READING PASSAGE: Begin

A granular LLM-and-expert assessment finds data-heavy cognitive occupations unusually exposed to automation while hands-on trades and high-stakes caregiving remain resilient; liability and compliance concerns create an emerging wage 'compliance premium' that could reshape who benefits from AI. The paper provides a diagnostic exposure index for 923 U.S. occupations but does not demonstrate realized employment or wage effects.

Bounded by Risk, Not Capability: Quantifying AI Occupational Substitution Rates via a Tech-Risk Dual-Factor Model

Shuyao Gao, Minghao Huang · April 06, 2026

arxiv descriptive low evidence 7/10 relevance Source PDF

Using an LLM ensemble plus expert HITL validation on 2,087 DWAs across 923 occupations, the paper constructs Relative Occupational Automation Indices showing high exposure for non-routine symbolic cognitive roles (OAI ≈ 0.70) and low exposure for unstructured physical and high-stakes caretaking roles, highlighting an emergent 'Compliance Premium'.

READING PASSAGE: End
DATA SUPPLIED: Begin

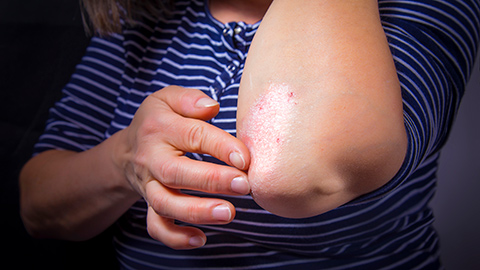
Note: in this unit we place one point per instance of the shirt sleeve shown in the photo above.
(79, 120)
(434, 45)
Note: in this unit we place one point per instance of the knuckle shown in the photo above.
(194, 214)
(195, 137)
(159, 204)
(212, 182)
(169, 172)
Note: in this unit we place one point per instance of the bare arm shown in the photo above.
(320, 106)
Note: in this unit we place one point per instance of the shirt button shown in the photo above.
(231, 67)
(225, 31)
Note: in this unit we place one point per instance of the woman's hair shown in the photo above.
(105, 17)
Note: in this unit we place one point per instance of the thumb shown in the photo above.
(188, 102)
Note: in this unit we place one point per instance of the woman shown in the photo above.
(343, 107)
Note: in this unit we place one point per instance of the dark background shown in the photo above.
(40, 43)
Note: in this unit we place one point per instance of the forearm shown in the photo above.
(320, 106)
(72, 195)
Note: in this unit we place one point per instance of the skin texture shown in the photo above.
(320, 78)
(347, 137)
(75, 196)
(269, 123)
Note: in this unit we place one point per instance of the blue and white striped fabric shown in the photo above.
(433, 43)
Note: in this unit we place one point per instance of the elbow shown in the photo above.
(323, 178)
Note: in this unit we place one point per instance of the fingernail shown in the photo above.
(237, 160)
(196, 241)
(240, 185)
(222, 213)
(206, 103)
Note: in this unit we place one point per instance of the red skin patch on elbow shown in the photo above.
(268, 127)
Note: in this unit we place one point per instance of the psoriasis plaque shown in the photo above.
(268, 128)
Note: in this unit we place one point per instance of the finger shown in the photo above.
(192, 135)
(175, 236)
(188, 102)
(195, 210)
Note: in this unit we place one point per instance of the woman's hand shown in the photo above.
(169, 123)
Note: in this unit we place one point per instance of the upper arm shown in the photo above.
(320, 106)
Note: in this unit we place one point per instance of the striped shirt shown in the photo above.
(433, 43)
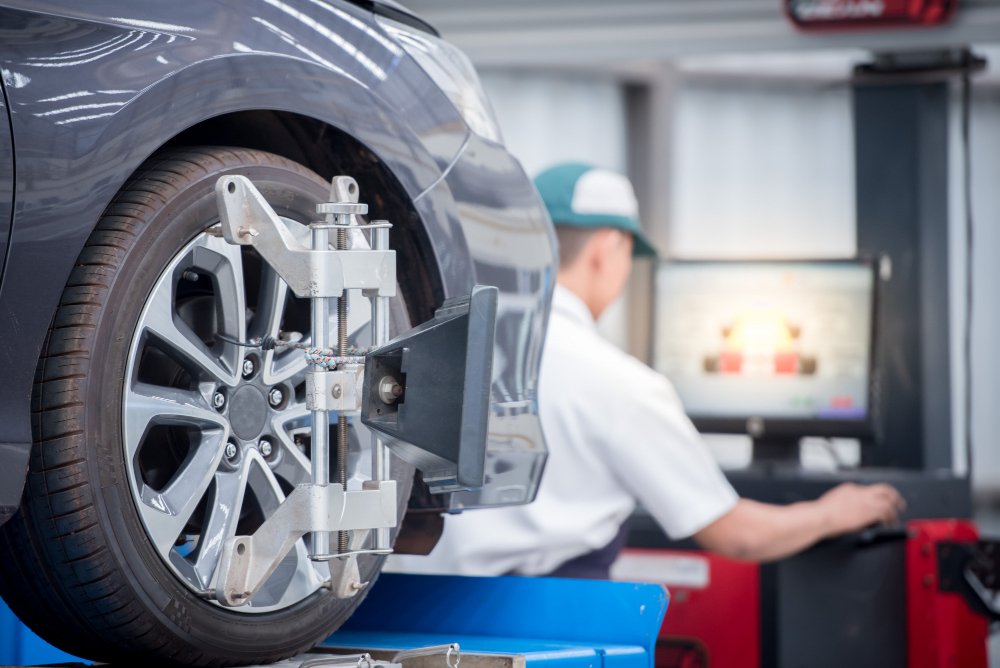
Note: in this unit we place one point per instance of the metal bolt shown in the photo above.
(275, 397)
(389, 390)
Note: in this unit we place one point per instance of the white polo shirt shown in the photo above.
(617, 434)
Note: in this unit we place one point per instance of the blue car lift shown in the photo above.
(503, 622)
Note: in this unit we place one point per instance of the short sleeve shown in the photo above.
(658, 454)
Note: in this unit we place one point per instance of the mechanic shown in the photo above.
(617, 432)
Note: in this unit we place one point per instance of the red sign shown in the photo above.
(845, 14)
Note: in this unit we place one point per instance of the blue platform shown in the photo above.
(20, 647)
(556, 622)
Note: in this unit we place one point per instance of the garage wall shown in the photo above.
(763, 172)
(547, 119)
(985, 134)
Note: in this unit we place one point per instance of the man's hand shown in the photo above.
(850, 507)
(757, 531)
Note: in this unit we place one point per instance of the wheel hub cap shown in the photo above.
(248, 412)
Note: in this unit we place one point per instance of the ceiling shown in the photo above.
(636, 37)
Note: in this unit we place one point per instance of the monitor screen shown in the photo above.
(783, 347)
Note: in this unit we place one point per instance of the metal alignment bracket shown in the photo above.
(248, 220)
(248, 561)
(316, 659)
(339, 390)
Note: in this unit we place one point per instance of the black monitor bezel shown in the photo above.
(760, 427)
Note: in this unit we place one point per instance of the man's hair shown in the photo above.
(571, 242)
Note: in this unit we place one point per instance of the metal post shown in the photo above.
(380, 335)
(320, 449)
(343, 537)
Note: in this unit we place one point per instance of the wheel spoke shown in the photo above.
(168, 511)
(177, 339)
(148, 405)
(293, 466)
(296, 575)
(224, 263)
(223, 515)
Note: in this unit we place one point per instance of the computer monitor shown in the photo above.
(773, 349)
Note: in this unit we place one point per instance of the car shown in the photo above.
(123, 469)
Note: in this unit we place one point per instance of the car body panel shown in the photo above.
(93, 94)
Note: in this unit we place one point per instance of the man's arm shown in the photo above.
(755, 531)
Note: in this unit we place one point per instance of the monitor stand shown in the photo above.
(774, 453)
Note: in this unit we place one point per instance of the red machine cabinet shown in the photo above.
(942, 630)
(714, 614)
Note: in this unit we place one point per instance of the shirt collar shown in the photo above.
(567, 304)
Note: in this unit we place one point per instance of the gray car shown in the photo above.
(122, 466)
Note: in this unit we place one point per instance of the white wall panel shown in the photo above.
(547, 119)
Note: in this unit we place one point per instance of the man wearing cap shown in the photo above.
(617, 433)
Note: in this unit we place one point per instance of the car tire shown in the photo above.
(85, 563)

DATA SUPPLIED: End

WORK TASK A.
Answer these questions from the paper summary:
(i) Who are the authors of the paper?
(ii) How many DWAs were assessed?
(iii) For how many U.S. occupations does the paper provide a diagnostic exposure index?
WORK TASK B.
How would you put this sentence from the paper summary into Spanish: "The paper provides a diagnostic exposure index for 923 U.S. occupations but does not demonstrate realized employment or wage effects."
WORK TASK C.
Can you restate word for word the part of the paper summary that opens with the words containing "arxiv descriptive low" and closes with "emergent 'Compliance Premium'."?
The records have no connection to the paper summary.

WRITTEN SOLUTION A.
(i) Shuyao Gao and Minghao Huang
(ii) 2,087
(iii) 923

WRITTEN SOLUTION B.
El artículo ofrece un índice diagnóstico de exposición para 923 ocupaciones de EE. UU., pero no demuestra efectos reales sobre el empleo ni sobre los salarios.

WRITTEN SOLUTION C.
arxiv descriptive low evidence 7/10 relevance Source PDF

Using an LLM ensemble plus expert HITL validation on 2,087 DWAs across 923 occupations, the paper constructs Relative Occupational Automation Indices showing high exposure for non-routine symbolic cognitive roles (OAI ≈ 0.70) and low exposure for unstructured physical and high-stakes caretaking roles, highlighting an emergent 'Compliance Premium'.